#### Task
Rewrite the lines of the entries below as a numbered list, starting at the line containing "the bus windshield" and ending with (and including) the line containing "Target: white metal guardrail". Omit any blank lines.

====== Records provided ======

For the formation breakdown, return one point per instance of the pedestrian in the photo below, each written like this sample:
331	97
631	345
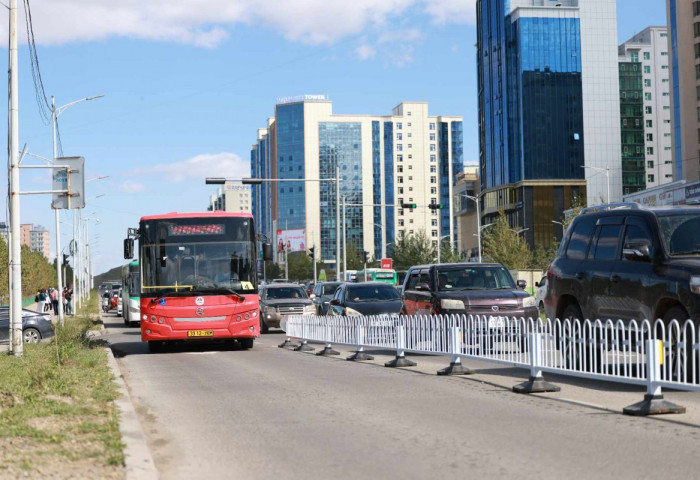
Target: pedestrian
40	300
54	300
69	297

======
====== Records provided ======

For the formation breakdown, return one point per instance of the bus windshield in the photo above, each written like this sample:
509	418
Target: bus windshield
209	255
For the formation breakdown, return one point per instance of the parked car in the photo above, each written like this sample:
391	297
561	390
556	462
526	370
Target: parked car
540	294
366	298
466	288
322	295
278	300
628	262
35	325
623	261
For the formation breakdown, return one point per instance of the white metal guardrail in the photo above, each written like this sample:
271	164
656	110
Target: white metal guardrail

======

#### Result
1. For the formation breakdown, return one point per instance of the bus windshield in the photo above, each written like this sample:
2. 509	418
3. Target: bus windshield
4. 209	255
5. For the formation breakdown, return one point per instance of the parked car in the photo above, each written like this sample:
6. 391	297
7. 561	390
8. 556	462
9. 526	370
10. Target: parked car
11. 540	294
12. 366	298
13. 466	288
14. 322	295
15. 278	300
16. 628	262
17. 35	325
18. 623	261
19. For the formation breakdown, return one point per instance of the white metal guardrail in the photo above, each written like this sample:
20. 271	164
21. 656	110
22. Target: white metal guardrail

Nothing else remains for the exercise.